──────── Selected excerpt ────────

By DENISE A. RAYMO
---- — MALONE — Franklin County may raise taxes up to 5 percent for 2014 to create a fatter cushion against possible revenue shortfalls this year and next.
The proposed tax increase was 8.76 percent initially, but a series of tweaks since the plan was released last month by County Manager and Budget Officer Thomas Leitz adjusted the number down to 2.99 percent.
With allowable deductions and exemptions, that leaves the county just $7,000 under its allowable tax limit.
‘KICKING THE CAN’
Some legislators think that doesn’t leave enough fiscal protection in case something unforeseen and expensive occurs.
“We’re just kicking the can down the road,” said Marc “Tim” Lashomb (R-Malone), adding that increasing the tax levy by 1 percent adds $150,000 to the $7,000 cushion and may mean not having to borrow to meet future obligations.
“We have to convince the public. We’re here to do a job, and we’re running a business. We have a responsibility to not kick the can.”
Legislator Paul Maroun (R-Tupper Lake) agreed.
“We’re at 2.99 percent. We should be at 4 percent and reduce the amount we’d be borrowing a point,” he said. “We’re close, and I hope we’re right, but it gives us flexibility in case we’re off.”
LOAN FROM FUND
The borrowing discussed is from the fund balance of an account that stabilizes the annual expense the county pays into the State Retirement System.
The proposed budget includes using $1 million to lower the tax levy. But Leitz said Friday that legislators could safely take another $250,000 out and repay that fund by borrowing $1.25 million at 3.75 percent interest in 2014, which could be paid back across 12 years.
Not borrowing would mean an additional 10 points to the tax levy in order to repay the Retirement Fund balance.
The county had already borrowed $4 million this year to meet its obligation of making towns and school districts whole from unpaid property-tax warrants.

──────── Excerpted data ────────

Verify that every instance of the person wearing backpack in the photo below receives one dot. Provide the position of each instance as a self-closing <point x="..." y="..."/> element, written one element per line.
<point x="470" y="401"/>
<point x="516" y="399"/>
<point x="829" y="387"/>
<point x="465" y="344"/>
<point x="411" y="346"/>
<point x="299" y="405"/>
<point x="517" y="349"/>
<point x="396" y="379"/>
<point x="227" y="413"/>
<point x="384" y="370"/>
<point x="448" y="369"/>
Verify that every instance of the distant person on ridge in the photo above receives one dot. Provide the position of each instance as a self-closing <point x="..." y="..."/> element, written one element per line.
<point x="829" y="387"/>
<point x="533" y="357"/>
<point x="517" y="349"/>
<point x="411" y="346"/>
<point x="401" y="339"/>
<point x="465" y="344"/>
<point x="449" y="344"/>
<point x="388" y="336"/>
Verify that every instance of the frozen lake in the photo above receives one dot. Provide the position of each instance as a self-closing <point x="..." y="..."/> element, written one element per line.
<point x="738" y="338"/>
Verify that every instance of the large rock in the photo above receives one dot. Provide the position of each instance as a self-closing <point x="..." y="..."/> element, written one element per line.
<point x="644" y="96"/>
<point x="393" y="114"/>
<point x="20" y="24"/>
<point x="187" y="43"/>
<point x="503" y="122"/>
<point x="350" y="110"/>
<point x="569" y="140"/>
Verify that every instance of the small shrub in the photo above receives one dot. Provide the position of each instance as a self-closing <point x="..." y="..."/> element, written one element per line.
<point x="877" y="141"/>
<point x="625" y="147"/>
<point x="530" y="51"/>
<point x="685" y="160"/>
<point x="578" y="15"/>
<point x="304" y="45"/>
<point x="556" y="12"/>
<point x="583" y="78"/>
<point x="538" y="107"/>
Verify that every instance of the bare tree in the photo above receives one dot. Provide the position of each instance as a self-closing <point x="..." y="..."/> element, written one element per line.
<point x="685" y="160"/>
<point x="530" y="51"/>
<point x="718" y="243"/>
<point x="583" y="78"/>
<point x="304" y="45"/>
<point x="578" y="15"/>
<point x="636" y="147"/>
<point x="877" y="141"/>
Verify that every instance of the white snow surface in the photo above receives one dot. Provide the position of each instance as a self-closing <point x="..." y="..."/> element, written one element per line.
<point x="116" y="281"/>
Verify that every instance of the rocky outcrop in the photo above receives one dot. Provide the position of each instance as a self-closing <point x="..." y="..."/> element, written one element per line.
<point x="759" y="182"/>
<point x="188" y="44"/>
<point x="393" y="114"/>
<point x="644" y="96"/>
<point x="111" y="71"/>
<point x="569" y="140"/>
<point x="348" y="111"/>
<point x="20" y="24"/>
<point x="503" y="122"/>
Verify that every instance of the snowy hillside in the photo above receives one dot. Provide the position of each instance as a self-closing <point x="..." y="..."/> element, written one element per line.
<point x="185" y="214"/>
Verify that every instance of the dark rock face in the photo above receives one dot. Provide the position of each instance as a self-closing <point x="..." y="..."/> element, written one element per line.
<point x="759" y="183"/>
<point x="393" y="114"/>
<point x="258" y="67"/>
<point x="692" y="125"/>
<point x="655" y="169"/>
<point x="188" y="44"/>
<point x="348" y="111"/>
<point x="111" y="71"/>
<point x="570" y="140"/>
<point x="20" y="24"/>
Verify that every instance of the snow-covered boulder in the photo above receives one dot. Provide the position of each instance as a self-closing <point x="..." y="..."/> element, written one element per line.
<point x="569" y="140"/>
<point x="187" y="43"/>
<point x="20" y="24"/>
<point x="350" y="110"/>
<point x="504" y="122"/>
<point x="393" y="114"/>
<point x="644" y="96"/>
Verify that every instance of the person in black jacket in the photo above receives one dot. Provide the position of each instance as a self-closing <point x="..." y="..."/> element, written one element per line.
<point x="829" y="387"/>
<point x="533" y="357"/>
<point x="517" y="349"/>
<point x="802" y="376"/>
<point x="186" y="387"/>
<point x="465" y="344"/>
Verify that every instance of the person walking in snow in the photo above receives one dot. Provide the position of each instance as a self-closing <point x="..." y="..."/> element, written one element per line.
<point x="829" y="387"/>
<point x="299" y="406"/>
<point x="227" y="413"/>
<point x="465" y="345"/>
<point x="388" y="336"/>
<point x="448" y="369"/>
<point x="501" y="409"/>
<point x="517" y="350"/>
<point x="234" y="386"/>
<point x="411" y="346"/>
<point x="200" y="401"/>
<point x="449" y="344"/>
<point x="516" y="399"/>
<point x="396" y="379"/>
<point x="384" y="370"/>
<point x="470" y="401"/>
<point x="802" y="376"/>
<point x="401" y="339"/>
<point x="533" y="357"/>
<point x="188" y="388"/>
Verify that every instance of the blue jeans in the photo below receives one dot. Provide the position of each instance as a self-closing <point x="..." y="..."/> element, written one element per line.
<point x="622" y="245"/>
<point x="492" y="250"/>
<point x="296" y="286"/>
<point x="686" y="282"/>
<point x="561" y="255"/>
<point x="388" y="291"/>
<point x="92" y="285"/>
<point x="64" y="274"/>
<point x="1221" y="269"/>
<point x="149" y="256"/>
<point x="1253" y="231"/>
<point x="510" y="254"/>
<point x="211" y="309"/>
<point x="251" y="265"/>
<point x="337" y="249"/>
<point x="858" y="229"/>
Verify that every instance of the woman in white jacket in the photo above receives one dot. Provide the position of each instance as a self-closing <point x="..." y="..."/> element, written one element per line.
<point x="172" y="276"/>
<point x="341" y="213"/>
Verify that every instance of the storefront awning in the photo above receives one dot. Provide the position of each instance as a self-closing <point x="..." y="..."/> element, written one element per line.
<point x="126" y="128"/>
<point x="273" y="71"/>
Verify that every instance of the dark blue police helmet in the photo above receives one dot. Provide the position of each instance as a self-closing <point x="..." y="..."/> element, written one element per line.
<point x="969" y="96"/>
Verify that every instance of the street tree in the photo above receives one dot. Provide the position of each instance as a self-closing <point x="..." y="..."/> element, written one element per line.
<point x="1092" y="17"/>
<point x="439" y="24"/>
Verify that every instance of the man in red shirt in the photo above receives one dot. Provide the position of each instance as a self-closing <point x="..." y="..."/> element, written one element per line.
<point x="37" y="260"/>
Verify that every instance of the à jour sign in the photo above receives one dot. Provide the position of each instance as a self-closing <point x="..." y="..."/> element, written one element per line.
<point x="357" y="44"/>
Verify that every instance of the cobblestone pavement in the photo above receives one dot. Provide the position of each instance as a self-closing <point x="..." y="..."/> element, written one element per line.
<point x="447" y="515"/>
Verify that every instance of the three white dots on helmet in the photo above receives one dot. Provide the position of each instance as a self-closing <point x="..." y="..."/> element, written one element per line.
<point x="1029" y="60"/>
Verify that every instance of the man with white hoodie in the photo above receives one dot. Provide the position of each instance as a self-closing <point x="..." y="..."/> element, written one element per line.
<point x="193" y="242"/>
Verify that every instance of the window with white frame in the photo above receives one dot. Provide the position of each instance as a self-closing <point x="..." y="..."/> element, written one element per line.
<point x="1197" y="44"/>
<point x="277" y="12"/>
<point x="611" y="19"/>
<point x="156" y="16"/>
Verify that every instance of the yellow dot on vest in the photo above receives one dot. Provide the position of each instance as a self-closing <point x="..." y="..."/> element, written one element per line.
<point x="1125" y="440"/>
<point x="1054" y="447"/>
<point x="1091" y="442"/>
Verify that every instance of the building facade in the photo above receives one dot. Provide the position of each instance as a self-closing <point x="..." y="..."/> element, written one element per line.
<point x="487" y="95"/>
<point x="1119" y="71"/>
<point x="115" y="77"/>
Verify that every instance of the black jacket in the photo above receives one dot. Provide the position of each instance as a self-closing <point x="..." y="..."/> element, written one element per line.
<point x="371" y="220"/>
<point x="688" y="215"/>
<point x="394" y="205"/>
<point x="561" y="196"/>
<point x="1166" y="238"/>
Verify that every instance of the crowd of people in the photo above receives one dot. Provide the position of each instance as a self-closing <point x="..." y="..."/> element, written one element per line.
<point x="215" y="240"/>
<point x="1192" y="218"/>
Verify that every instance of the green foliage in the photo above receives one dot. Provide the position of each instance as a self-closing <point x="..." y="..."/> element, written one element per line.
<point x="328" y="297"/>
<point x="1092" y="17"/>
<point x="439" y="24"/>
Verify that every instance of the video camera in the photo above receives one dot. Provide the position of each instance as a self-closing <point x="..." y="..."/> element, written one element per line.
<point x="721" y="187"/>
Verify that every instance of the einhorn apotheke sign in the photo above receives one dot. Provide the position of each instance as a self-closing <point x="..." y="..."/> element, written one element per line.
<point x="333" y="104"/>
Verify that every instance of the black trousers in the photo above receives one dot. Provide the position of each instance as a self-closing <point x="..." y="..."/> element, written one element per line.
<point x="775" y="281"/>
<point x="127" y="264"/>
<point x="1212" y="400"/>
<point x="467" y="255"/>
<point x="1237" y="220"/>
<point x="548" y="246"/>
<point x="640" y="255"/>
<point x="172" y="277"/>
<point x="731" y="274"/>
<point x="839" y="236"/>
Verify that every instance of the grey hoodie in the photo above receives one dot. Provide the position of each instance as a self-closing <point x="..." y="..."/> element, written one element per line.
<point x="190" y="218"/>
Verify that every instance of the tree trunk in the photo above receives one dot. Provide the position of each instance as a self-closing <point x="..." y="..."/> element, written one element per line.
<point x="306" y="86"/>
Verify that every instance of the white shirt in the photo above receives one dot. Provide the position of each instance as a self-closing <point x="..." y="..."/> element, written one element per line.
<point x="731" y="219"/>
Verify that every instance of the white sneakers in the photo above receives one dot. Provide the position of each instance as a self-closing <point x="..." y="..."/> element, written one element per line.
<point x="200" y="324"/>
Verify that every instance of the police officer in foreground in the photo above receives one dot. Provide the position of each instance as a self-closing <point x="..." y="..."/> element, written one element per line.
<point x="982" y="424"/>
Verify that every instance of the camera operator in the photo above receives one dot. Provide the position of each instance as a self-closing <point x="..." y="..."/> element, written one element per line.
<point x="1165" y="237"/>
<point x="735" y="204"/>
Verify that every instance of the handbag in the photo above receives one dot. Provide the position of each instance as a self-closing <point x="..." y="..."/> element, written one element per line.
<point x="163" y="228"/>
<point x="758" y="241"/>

────────

* _Written request A_:
From the Franklin County budget article, print everything from "LOAN FROM FUND" down to "State Retirement System.".
* _Written request B_:
In the Franklin County budget article, what was the initial figure for the proposed tax increase?
The listing above plays no part in what comes next.

* _Exercise output A_:
LOAN FROM FUND
The borrowing discussed is from the fund balance of an account that stabilizes the annual expense the county pays into the State Retirement System.

* _Exercise output B_:
8.76 percent